TASK INPUTS:
____
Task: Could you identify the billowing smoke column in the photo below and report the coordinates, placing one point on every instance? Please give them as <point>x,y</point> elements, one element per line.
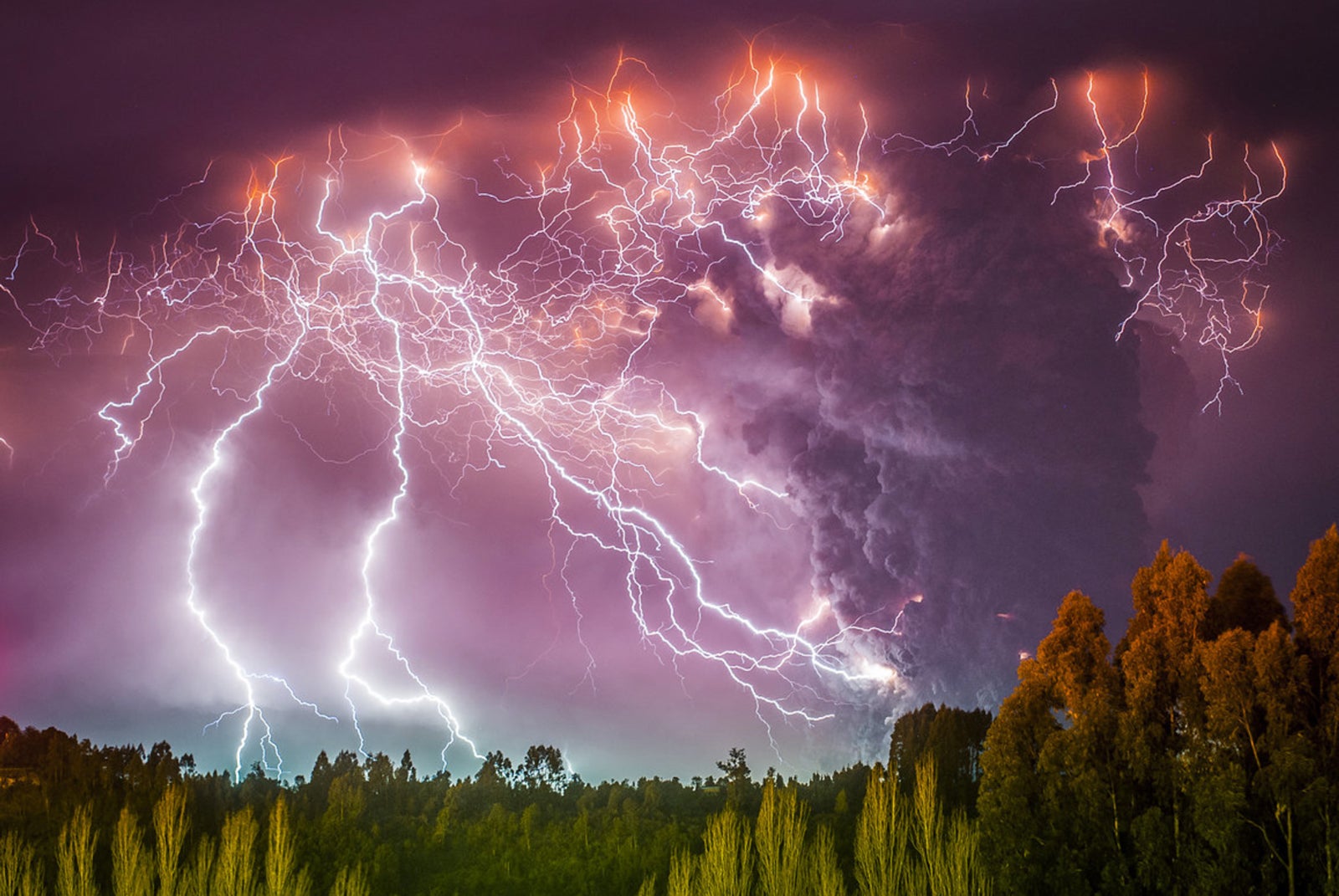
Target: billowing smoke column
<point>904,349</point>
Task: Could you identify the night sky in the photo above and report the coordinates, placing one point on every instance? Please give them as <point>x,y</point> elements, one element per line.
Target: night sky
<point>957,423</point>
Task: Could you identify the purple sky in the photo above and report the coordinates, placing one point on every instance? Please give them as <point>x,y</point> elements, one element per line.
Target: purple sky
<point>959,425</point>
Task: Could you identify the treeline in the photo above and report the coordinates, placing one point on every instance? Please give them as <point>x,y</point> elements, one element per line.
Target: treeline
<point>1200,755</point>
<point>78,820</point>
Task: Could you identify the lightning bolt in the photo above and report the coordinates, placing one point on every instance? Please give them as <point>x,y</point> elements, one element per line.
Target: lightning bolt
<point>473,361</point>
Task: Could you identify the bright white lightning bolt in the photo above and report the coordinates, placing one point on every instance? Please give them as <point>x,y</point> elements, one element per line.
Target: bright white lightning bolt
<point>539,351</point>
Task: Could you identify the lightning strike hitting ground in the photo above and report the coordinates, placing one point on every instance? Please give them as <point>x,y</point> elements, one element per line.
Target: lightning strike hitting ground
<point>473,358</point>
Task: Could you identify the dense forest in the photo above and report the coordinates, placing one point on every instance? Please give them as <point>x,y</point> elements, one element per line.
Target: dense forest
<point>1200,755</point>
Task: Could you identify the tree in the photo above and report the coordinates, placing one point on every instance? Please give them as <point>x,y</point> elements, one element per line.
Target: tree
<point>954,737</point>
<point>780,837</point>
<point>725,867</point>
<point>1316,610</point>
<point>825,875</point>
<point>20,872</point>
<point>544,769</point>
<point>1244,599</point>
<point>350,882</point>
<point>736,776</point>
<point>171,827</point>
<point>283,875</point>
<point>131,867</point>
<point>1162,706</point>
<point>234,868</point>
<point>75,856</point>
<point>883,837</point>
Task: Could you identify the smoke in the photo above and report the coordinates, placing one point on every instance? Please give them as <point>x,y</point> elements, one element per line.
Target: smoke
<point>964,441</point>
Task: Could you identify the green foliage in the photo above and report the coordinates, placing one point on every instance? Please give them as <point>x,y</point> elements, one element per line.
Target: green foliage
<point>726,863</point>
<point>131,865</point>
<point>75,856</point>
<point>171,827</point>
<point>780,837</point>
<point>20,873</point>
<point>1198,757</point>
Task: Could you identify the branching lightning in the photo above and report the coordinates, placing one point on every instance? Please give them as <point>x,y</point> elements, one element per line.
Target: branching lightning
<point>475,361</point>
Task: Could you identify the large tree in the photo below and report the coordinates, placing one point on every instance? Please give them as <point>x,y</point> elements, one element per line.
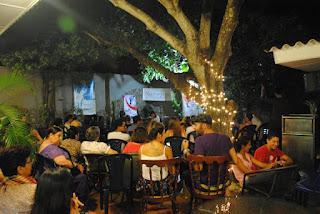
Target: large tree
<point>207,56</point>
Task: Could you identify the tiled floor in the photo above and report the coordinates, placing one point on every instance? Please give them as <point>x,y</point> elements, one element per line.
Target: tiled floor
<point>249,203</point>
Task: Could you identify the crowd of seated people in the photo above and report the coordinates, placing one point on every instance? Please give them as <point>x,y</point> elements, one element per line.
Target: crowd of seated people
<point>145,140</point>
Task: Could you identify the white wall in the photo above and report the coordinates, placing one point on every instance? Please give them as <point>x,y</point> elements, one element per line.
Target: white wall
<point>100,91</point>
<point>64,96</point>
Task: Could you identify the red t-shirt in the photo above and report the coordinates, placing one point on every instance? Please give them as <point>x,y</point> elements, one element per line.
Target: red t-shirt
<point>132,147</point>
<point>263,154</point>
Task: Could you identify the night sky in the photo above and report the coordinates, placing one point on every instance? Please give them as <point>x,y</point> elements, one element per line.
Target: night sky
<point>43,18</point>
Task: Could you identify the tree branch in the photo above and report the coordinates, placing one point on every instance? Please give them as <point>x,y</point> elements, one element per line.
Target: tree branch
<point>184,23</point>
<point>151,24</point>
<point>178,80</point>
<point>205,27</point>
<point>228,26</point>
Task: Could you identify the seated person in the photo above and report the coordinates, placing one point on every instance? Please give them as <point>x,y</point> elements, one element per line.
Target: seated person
____
TASK ITEM: Pull out all lines from the entries above in which the word "below" appears.

FINISHED EXERCISE:
Task: Could you identify the billowing smoke column in the photo below and report the coordinates, placing one point on every instance? Please give them as <point>x,y</point> elements, one element per line.
Task: Could you identify the large tree in the photo below and report the coordinates, placing one point on every instance? Please give them as <point>x,y</point> elements, one element per line.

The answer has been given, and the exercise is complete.